__Stated problem__
Lay out everything from the line containing "Task: mark the bicycle tire" down to the end of the items as a Markdown table with the columns Row and Line, giving each line a number and skipping any blank lines.

__Listed records__
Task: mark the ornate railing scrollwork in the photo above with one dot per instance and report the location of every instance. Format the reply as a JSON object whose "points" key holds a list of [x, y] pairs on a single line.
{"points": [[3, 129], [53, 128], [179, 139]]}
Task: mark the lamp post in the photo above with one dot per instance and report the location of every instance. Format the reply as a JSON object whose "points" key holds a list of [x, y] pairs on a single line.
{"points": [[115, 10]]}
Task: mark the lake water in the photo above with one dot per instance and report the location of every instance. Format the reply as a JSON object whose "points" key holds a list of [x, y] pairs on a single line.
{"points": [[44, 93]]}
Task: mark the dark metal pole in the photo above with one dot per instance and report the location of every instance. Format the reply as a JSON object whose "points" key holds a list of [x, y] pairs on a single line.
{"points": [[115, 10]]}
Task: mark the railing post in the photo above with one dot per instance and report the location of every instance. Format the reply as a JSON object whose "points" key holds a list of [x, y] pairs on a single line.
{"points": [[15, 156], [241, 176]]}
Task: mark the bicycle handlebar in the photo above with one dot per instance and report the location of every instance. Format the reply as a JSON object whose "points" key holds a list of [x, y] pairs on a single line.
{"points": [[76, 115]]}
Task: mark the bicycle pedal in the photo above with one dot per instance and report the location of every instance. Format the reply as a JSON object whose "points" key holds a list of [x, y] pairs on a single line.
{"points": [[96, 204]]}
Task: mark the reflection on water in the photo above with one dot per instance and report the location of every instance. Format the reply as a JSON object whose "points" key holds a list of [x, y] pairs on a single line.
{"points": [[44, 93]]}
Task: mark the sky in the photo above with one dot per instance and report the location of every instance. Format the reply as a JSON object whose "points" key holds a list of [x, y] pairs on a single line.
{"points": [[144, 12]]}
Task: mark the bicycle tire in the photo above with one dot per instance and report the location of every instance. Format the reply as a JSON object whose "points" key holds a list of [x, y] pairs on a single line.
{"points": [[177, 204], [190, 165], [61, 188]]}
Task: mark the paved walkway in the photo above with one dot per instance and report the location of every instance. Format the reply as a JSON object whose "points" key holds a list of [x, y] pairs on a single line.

__Task output__
| Row | Line |
|---|---|
| 1 | Task: mark the bicycle tire in the photo above with one dot per instance and report the location of every instance. Format the reply as a JSON object whose "points" key holds a list of [x, y] pairs on a single line. |
| 2 | {"points": [[177, 204], [190, 165], [61, 188]]} |
| 3 | Task: mark the paved walkway in the photo above with one dot per instance and report the location of every instance. Format the reply as a JSON object whose "points" key holds a list of [x, y] pairs on a single line. |